- [Document extract]
* * * *

Childhood memories of Mom are reinforced by a chemical.
Oxytocin – better known as the “hormone of love” – is important in establishing trust and social ties (such as between parents and children or between lovers). This chemical naturally occurs in your brain, and its release is triggered by stimuli such as orgasms and breastfeeding. As a drug, this Trust in a Bottle has even been used to improve social skills in people with autism.
But rather than being a universal “cuddle chemical,” oxytocin appears to exacerbate negative memories in men who are already anxious about their moms, according to a new study published today in Proceedings of the National Academy of Sciences.
To better understand the relationship of oxytocin and mommy memories, Jennifer Bartz from Mount Sinai School of Medicine in New York and her colleagues asked 31 men ages 19 through 45 to fill out a questionnaire about their relationship experiences. (The researchers focused on men because of the possible side effects of oxytocin in women, such as inducing labor.)
Their answers helped the researchers sort out the men who were anxious about their connection to Mom from those who were secure in their relationship.

* * * *

- [Given records]
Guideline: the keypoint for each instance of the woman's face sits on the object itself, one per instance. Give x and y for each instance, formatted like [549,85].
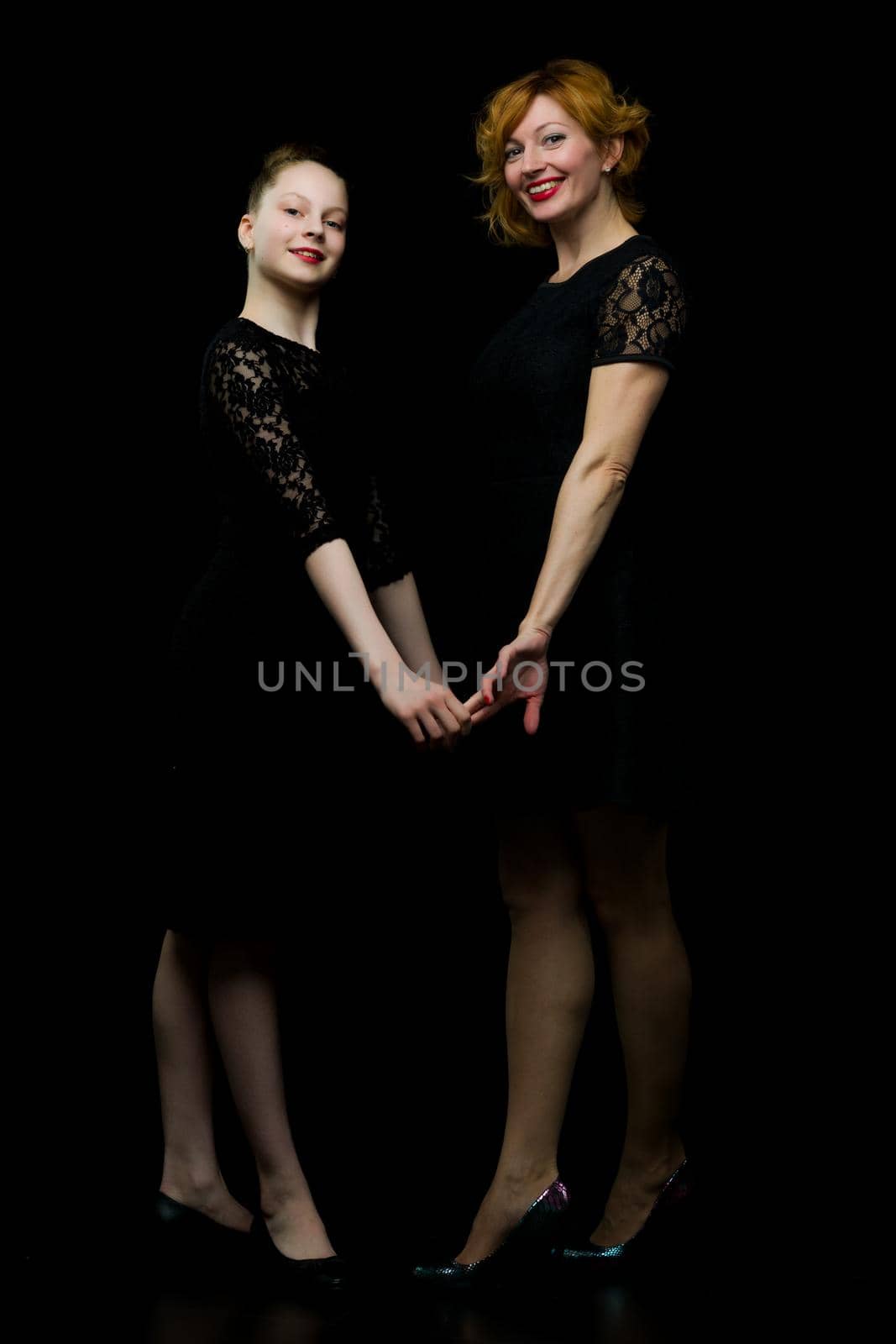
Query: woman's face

* * * *

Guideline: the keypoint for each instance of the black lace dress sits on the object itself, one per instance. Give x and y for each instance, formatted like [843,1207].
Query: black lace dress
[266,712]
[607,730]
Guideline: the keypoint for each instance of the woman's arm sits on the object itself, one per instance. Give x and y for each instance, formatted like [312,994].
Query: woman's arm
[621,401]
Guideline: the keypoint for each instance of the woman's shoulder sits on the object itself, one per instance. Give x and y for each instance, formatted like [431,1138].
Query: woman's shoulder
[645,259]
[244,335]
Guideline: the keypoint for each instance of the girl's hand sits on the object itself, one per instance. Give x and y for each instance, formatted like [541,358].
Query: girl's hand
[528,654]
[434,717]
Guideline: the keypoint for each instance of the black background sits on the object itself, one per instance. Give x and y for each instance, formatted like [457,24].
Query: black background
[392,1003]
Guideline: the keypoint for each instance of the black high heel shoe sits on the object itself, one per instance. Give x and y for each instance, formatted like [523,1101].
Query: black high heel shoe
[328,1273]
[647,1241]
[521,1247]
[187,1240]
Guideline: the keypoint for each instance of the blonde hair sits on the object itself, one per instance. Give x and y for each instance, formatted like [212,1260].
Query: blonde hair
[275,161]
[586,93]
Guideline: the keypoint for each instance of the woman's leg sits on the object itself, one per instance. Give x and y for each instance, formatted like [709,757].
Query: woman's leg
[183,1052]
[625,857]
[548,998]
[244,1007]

* * * *

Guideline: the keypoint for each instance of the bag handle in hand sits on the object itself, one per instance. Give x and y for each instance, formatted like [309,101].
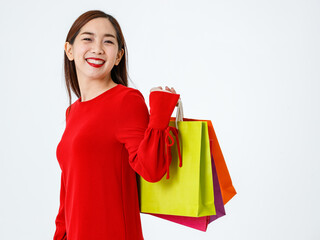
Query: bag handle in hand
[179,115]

* * * *

- [Tasks]
- a) Write out the passage of the oxytocin article starting with "To better understand" and going on through "as inducing labor.)", with no changes.
- b) Continue the oxytocin article from the point where it stops.

- [Response list]
- a)
To better understand the relationship of oxytocin and mommy memories, Jennifer Bartz from Mount Sinai School of Medicine in New York and her colleagues asked 31 men ages 19 through 45 to fill out a questionnaire about their relationship experiences. (The researchers focused on men because of the possible side effects of oxytocin in women, such as inducing labor.)

- b)
Then they gave oxytocin nasal spray (Syntocinon from Swiss pharma Novartis) to some men and placebos to others. They were then asked more questions about their childhood memories of their mothers' care and closeness.
“What we set out to do in this particular study is to look at the role of oxytocin in attachment representations that we form as infants," says Bartz. "These early life attachments are believed to affect our relationships throughout life.”
The researchers discovered that oxytocin worked differently in men who had positive recollections and the men whose relationships with mom invoked anxiety.
The more securely attached men remember their mothers as more caring and close after receiving the oxytocin boost. But the more insecure, anxiously attached men remember their mothers as less caring and close. In other words, the drug appeared to amplify preexisting perceptions – rather than cast a fuzzy warm glow over memories of their mothers regardless of what they actually were.
“The fact that oxytocin did not make all participants remember their mother as more caring," Bartz says, "suggests that oxytocin plays a more specific role in these attachment representations.”
The love hormone, as it turns out, is not an “all-purpose attachment panacea,” the authors write.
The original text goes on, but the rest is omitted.